### Written task
Put the lines below into a numbered list, skipping any blank lines and leaving out the pictures.

==================================================

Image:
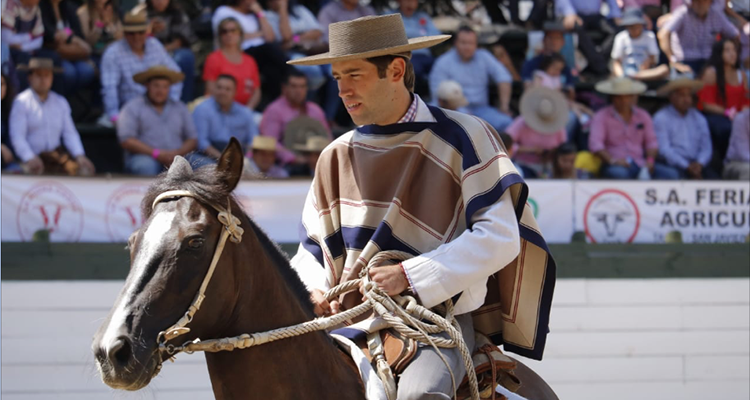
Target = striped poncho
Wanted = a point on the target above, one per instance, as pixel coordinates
(443, 189)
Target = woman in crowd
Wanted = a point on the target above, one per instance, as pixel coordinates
(258, 41)
(172, 27)
(230, 60)
(63, 36)
(100, 25)
(298, 32)
(723, 94)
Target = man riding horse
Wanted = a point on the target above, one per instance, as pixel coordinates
(434, 183)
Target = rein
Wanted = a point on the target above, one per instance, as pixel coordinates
(402, 313)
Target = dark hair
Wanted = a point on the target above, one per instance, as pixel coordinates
(507, 140)
(382, 63)
(7, 101)
(550, 59)
(562, 150)
(293, 73)
(717, 61)
(228, 77)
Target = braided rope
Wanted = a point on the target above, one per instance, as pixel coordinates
(402, 313)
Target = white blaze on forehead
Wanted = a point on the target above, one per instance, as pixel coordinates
(152, 239)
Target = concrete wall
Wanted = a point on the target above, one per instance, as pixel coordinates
(611, 339)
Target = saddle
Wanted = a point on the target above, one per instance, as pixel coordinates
(492, 367)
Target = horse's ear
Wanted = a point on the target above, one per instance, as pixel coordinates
(230, 163)
(180, 166)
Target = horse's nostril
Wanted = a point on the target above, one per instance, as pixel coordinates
(120, 351)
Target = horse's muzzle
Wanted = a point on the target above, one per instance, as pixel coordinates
(119, 366)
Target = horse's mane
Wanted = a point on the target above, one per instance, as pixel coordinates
(208, 186)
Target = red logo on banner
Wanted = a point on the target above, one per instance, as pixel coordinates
(123, 211)
(51, 206)
(611, 216)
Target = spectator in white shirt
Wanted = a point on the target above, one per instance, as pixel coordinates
(41, 128)
(635, 53)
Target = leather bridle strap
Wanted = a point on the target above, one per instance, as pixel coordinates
(231, 231)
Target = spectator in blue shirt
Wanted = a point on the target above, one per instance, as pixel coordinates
(418, 23)
(219, 118)
(473, 69)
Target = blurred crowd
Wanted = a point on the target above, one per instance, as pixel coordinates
(578, 89)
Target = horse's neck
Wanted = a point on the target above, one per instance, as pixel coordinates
(305, 366)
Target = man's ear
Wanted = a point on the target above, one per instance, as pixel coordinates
(398, 68)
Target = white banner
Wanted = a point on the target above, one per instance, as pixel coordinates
(644, 212)
(108, 210)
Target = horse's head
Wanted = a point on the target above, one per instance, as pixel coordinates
(169, 258)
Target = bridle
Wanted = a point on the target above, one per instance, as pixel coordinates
(231, 231)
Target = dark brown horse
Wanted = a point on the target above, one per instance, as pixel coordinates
(253, 289)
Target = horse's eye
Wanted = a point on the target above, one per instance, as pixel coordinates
(195, 243)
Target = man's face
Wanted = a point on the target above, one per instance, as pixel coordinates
(701, 7)
(157, 90)
(466, 44)
(224, 92)
(264, 159)
(553, 41)
(136, 40)
(366, 97)
(40, 81)
(566, 163)
(623, 101)
(681, 99)
(635, 30)
(295, 90)
(408, 7)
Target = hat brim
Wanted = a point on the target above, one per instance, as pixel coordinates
(607, 88)
(172, 76)
(135, 28)
(530, 100)
(414, 44)
(671, 86)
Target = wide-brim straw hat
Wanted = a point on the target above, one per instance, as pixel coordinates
(135, 21)
(39, 63)
(368, 37)
(620, 86)
(266, 143)
(451, 92)
(158, 71)
(544, 110)
(680, 83)
(315, 144)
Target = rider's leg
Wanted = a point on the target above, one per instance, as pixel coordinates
(426, 377)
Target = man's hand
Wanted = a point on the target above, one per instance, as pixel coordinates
(570, 21)
(389, 278)
(323, 306)
(695, 170)
(85, 166)
(35, 166)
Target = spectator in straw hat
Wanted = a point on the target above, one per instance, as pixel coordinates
(311, 152)
(622, 134)
(154, 128)
(539, 129)
(41, 129)
(127, 57)
(450, 95)
(682, 131)
(263, 161)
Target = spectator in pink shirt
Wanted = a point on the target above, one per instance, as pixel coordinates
(291, 104)
(539, 130)
(623, 134)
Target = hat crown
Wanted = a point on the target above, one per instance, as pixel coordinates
(366, 34)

==================================================

### Answer below
1. Image:
2. Target = striped poncho
3. Wanted = a point on the target above, one per instance, as pixel coordinates
4. (443, 189)
5. Target = woman in crowd
6. Wanted = a point on the target above, one per instance, as pixel coordinates
7. (258, 41)
8. (172, 27)
9. (230, 60)
10. (63, 36)
11. (100, 25)
12. (298, 32)
13. (723, 94)
14. Target = man riding horse
15. Wanted = a point on the target above, one per instance, as pixel coordinates
16. (434, 183)
17. Target = rein
18. Wanted = a point on the target above, one per instance, as pixel coordinates
19. (402, 313)
20. Target = dark hair
21. Wanted = a point on the target above, one per instance, as pixel coordinates
22. (507, 140)
23. (382, 63)
24. (7, 101)
25. (550, 59)
26. (562, 150)
27. (293, 73)
28. (717, 61)
29. (228, 77)
30. Target = braided rope
31. Wanted = a point on the target above, one per instance, as pixel coordinates
32. (402, 313)
33. Target = white blaze on forehead
34. Wanted = a point on the target above, one per instance, as pixel coordinates
35. (152, 239)
36. Target = concrete wall
37. Wanted = a point on the target above, one per instance, as pixel coordinates
38. (611, 339)
39. Target = saddle
40. Wanted = a point on the target above, one per instance, as pixel coordinates
41. (492, 367)
42. Target = horse's ear
43. Wanted = a point on the target above, one per instance, as pixel coordinates
44. (230, 163)
45. (180, 166)
46. Target = horse's nostril
47. Wanted = a point on the target above, one per instance, as pixel coordinates
48. (120, 351)
49. Target = horse's muzzle
50. Wanted = a point on the target above, one per instance, as pixel coordinates
51. (119, 366)
52. Target = horse's mane
53. Wanted = a point on the target above, one per instance, as pixel coordinates
54. (208, 186)
55. Target = red logo on banner
56. Wanted = a point on the target above, one per instance, as pixel coordinates
57. (123, 211)
58. (51, 206)
59. (611, 216)
60. Target = spectator in white shirt
61. Wanted = a point on the target above, one per instance, as pixel coordinates
62. (41, 128)
63. (635, 53)
64. Target = leather bridle strap
65. Wanted = a point on the target above, one per instance, as pixel coordinates
66. (231, 231)
67. Target = spectator in blue shirt
68. Wanted = a point on the target above, one per instance, as pixel coordinates
69. (418, 23)
70. (219, 118)
71. (473, 69)
72. Target = blurred crowd
73. Wanted = a point on the target above, one per instance, as pixel coordinates
74. (578, 89)
75. Target = horse's neck
76. Wanted = a point on the target above, one per instance, as pixel coordinates
77. (305, 366)
78. Target = man's ear
79. Wanted = a point on the target above, one per instance, as pixel coordinates
80. (398, 68)
81. Target = white banner
82. Wanted = a point on the target above, one per instance, as pixel coordinates
83. (644, 212)
84. (108, 210)
85. Target = horse's head
86. Wanted = a point on the target above, one per instance, as pixel coordinates
87. (169, 258)
88. Target = bridle
89. Wanted = a point on the target above, one per instance, as pixel coordinates
90. (231, 231)
91. Target = dark brown horse
92. Wanted = a point on the target above, one per instance, as pixel coordinates
93. (253, 289)
94. Target = horse's eye
95. Wanted = a point on the target above, one per instance, as pixel coordinates
96. (195, 243)
97. Target = man's face
98. Wanted = a point on the target above, one per instance, as pixel coordinates
99. (701, 7)
100. (157, 90)
101. (466, 44)
102. (224, 92)
103. (264, 159)
104. (553, 41)
105. (136, 40)
106. (366, 97)
107. (40, 81)
108. (566, 163)
109. (623, 101)
110. (681, 99)
111. (635, 30)
112. (295, 90)
113. (408, 7)
114. Target = hat brim
115. Wanted = a point on the target above, one per instance, as pixel coordinates
116. (607, 88)
117. (172, 76)
118. (135, 28)
119. (530, 100)
120. (414, 44)
121. (671, 86)
122. Target = wide-brim straw hat
123. Wanted = a point on the target above, one per instance, as pixel coordinates
124. (135, 21)
125. (39, 63)
126. (368, 37)
127. (620, 86)
128. (266, 143)
129. (451, 92)
130. (158, 71)
131. (544, 110)
132. (680, 83)
133. (315, 144)
134. Target = rider's leg
135. Wanted = a point on the target above, one per instance, as pixel coordinates
136. (426, 377)
137. Target = man's hand
138. Wanted = a point on the target above, one per instance, as pixel coordinates
139. (570, 21)
140. (389, 278)
141. (323, 306)
142. (695, 170)
143. (85, 166)
144. (35, 166)
145. Target = spectator in straw hat
146. Wanted = a point on the target above, one per instance, as pixel coordinates
147. (311, 152)
148. (622, 134)
149. (154, 128)
150. (539, 129)
151. (41, 129)
152. (127, 57)
153. (450, 95)
154. (682, 131)
155. (263, 161)
156. Target = spectator in pink shirt
157. Wanted = a point on the target above, one per instance, as pixel coordinates
158. (291, 104)
159. (539, 130)
160. (623, 134)
161. Target = hat crown
162. Wanted = a point on the target above, one per instance, as pixel coordinates
163. (366, 34)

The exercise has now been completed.